_COMPITO:_ Modifica il testo su Puzzer riscrivendo il tratto da "Puzzer ha ricordato" fino a "dopo la foto)", con "mascherine" sostituito da "guanti".

_TESTO SELEZIONATO:_
--------------------------------------------------

Puzzer ha ricordato di non essere mai stato contrario alla vaccinazione anti-Covid, ma di aver protesta contro la volontà “di scaricare sui lavoratori le mancate misure di prevenzione sanitaria. Non ci davano neppure le mascherine né ci fornivano disinfettanti per i mezzi, poi di colpo ci hanno obbligati al Green Pass. Chiedevamo che tutti fossero sottoposti a tampone gratuito, che presentassero o meno la certificazione verde, perché vedevamo che il virus era contagioso anche tra i vaccinati”. (Continua a leggere dopo la foto)

Puzzer ha anche raccontato di essere stato vittima di una vera e propria macchinazione nel 2016, quando di colpo il suo test annuale risultò positivo alla cocaina: “Non potevo accettare questa assurdità e ho deciso di andare fino in fondo, ho denunciato. L’amministratore delegato della Trieste Marine Terminal, il signor Roberto Manis, aveva eseguito questa messa in scena al fine di screditare me e il sindacato CLPT di cui facevo parte. Nelle mie urine è stata trovata sostanza pura, metabolita negativo: significa che la cocaina che mai è passata nel mio metabolismo. Qualcuno nel laboratorio ha aggiunto sostanza pura”.

--------------------------------------------------

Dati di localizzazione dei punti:
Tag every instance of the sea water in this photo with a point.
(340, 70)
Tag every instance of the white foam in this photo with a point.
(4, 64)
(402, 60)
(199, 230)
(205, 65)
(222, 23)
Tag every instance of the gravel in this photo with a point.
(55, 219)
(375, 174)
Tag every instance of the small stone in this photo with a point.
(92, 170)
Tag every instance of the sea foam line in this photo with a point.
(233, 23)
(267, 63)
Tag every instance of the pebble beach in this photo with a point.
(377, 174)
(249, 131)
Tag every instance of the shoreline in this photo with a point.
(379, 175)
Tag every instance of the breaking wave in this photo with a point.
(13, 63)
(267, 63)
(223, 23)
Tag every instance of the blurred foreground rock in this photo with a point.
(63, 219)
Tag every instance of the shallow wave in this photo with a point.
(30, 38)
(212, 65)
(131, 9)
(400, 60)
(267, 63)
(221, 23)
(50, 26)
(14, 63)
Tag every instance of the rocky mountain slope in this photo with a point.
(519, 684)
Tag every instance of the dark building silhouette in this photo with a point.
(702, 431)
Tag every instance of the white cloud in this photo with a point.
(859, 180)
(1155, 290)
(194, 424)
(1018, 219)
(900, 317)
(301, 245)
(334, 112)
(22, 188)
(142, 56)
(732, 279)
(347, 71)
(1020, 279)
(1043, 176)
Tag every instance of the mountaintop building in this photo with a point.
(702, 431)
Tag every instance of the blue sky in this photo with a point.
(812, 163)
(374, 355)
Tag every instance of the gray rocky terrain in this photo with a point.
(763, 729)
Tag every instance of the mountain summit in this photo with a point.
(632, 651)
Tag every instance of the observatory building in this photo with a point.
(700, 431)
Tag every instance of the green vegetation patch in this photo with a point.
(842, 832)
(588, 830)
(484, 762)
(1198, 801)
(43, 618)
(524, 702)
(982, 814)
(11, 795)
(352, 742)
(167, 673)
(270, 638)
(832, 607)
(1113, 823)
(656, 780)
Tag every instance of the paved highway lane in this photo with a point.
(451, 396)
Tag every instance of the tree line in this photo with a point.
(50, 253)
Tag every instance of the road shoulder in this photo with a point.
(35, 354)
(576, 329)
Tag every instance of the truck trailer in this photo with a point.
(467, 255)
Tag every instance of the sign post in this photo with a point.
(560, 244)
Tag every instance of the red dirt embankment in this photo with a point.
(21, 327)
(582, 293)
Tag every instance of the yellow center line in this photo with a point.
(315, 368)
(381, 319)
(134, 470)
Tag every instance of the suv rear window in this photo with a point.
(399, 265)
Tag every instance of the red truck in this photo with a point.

--------------------------------------------------

_SOLUZIONE:_
Puzzer ha ricordato di non essere mai stato contrario alla vaccinazione anti-Covid, ma di aver protesta contro la volontà “di scaricare sui lavoratori le mancate misure di prevenzione sanitaria. Non ci davano neppure le guanti né ci fornivano disinfettanti per i mezzi, poi di colpo ci hanno obbligati al Green Pass. Chiedevamo che tutti fossero sottoposti a tampone gratuito, che presentassero o meno la certificazione verde, perché vedevamo che il virus era contagioso anche tra i vaccinati”. (Continua a leggere dopo la foto)